## Aim of the exercise
Reproduce verbatim only the line that holds "Query: sofa cushion" and the lines that follow it to the end of the listing.

## Data shown

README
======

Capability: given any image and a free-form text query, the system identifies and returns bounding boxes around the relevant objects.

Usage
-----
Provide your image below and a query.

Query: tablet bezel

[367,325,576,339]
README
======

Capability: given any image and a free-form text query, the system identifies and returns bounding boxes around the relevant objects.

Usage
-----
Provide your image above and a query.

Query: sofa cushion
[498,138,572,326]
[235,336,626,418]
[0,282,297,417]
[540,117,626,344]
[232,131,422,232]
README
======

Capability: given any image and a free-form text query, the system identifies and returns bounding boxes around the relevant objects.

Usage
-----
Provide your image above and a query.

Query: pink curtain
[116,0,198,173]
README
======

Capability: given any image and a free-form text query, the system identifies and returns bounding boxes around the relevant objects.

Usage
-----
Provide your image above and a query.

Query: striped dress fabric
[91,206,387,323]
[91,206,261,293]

## Task solution
Query: sofa cushion
[498,138,572,326]
[235,336,626,418]
[0,282,297,417]
[540,117,626,344]
[232,131,422,232]
README
======

Capability: given any image and a free-form text query, the system identifies and returns bounding boxes around the relevant objects.

Usage
-----
Provide your image above and a query.

Query: pink curtain
[116,0,198,173]
README
======

Capability: given any image and a free-form text query, the system identifies and returns bounding boxes around the relevant objects.

Usage
-----
Provide your image above and a query.

Query: striped dress fabric
[91,206,387,323]
[91,206,261,293]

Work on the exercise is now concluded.